Aim:
Omit every picture, then give all the entries again exactly.

Raw data:
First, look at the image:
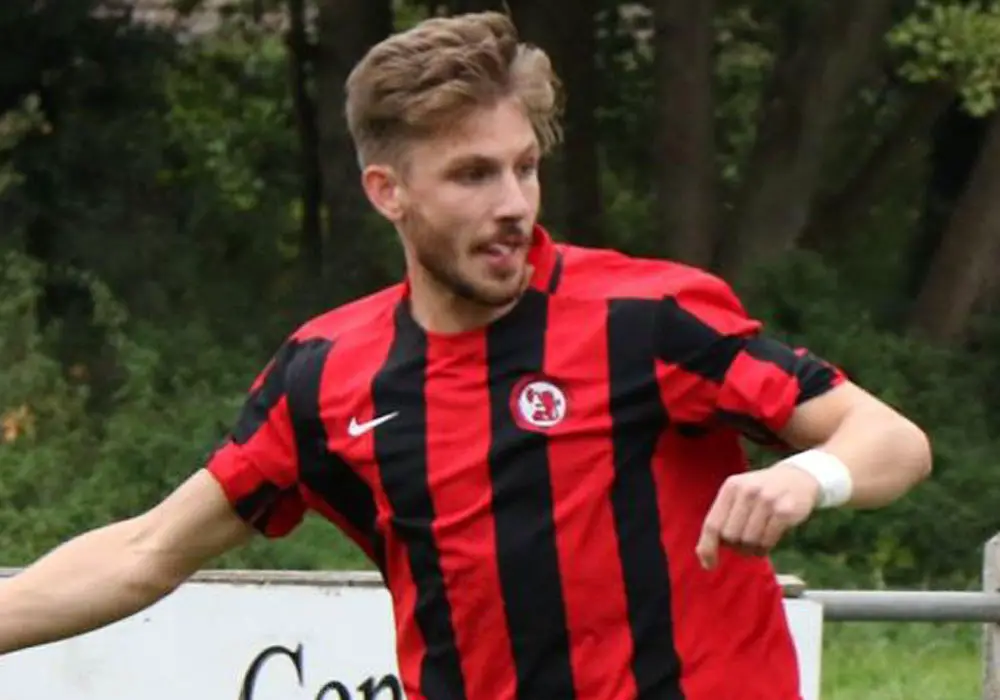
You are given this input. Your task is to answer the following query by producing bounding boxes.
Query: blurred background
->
[0,0,1000,698]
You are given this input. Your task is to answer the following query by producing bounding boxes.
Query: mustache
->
[479,221,531,246]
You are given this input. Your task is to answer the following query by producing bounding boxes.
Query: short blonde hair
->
[346,12,562,167]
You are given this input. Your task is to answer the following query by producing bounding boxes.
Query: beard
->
[403,206,527,308]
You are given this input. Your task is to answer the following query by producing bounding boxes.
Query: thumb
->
[695,523,719,569]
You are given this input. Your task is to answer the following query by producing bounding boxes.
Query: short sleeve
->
[655,274,844,444]
[205,341,306,538]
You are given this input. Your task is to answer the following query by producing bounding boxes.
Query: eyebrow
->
[447,143,539,170]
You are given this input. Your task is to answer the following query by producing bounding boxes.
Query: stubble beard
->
[406,212,527,309]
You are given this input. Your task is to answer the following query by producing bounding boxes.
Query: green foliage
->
[888,0,1000,116]
[745,254,1000,587]
[0,0,1000,586]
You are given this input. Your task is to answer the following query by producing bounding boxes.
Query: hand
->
[695,463,820,569]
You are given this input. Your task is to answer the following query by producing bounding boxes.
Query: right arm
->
[0,341,305,655]
[0,471,251,654]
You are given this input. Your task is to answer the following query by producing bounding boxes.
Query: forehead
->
[413,99,538,166]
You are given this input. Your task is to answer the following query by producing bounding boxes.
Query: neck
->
[409,266,517,334]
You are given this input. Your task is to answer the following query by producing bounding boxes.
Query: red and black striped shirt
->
[208,228,843,700]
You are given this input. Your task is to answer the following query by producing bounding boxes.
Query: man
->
[0,14,931,700]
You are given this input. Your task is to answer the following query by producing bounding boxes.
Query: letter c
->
[240,644,304,700]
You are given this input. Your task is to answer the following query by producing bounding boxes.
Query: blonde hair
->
[346,12,562,167]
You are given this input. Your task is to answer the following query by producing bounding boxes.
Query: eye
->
[455,165,494,185]
[517,160,538,177]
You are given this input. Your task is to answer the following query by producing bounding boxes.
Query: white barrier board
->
[0,581,822,700]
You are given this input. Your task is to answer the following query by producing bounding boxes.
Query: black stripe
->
[608,300,684,700]
[649,297,746,383]
[288,338,384,570]
[231,339,300,445]
[229,338,310,534]
[234,481,286,532]
[487,292,574,700]
[372,304,465,700]
[548,250,563,294]
[746,336,836,403]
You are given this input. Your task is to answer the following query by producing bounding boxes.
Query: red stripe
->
[426,334,517,698]
[545,300,636,699]
[323,325,426,700]
[718,352,799,431]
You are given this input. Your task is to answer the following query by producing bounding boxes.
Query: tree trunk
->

Output of the task:
First, look at the image:
You are given this input. Your task is to answer the following query by producing bounding boxes.
Query: blurred background
->
[0,0,1000,698]
You are given this input. Your task is to answer the following query by producing bounding boxes.
Query: mustache
->
[479,221,531,246]
You are given this input. Your task is to answer the following query by producing bounding boxes.
Query: short blonde hair
->
[346,12,562,167]
You are given this input. Your task is to answer the following query by producing bounding boxes.
Query: beard
->
[403,206,527,308]
You are given this input. Your task is to answer the following query by producing bounding boxes.
Query: thumb
->
[695,523,719,569]
You are given this input. Your task is to answer the following query by producing bounding boxes.
Query: short sleeve
->
[655,274,844,444]
[205,341,306,538]
You are given this input. Your task is to answer the following query by producing bounding boxes.
Query: eyebrow
->
[447,143,539,170]
You are given this input. Your task is to answer the following query by producing bounding boxes.
Query: stubble beard
->
[406,212,527,309]
You are given this input. Your task is to answer the following query by producing bounding boxes.
Query: green foliage
->
[888,0,1000,116]
[745,254,1000,587]
[0,0,1000,586]
You are given this input. Your task is to answer the following query by producing bounding boxes.
Query: hand
->
[695,463,820,569]
You are given this input. Your task is to answer the following query by producing bounding boxes.
Query: right arm
->
[0,341,305,655]
[0,471,251,654]
You are given this input. Your task is to answer the following query by producing bounding boxes.
Query: forehead
->
[413,99,538,166]
You are given this input. Your task is to answer the following query by producing bounding boxes.
Query: neck
->
[409,266,517,334]
You are given this input. Your task is to answer the following query by producing bounding boxes.
Query: red and black striped shirt
->
[208,228,843,700]
You are given this input. Your task is to answer the following query by producing bounding boxes.
Query: man
->
[0,14,931,700]
You are given this input. Your task is to answer the following query by producing bounding boxes.
Query: letter c
->
[240,644,304,700]
You are given this input. Your task is to answer the following query by producing bounding boxes.
Query: blonde hair
->
[346,12,562,167]
You are given this input. Your task is to answer the following query by producing bounding boxes.
Query: eye
->
[455,165,494,185]
[517,160,538,177]
You are given this input. Your task is to answer the following query by producing bounding boxes.
Query: white barrier board
->
[0,581,822,700]
You are given this input. Your task is to answer the following query by producing bounding boxes.
Query: black stripe
->
[608,300,684,700]
[649,297,746,383]
[288,338,384,570]
[231,339,300,445]
[229,338,310,534]
[234,481,286,532]
[487,292,574,700]
[372,304,465,700]
[548,250,563,294]
[746,336,836,403]
You are given this input. Your task is to answer the following query by producing bounding boxes.
Query: red stripe
->
[426,334,517,698]
[545,300,636,699]
[323,325,426,700]
[718,352,799,431]
You are given this input. Your task is to answer the following query by producing bounding boxes.
Query: tree trunk
->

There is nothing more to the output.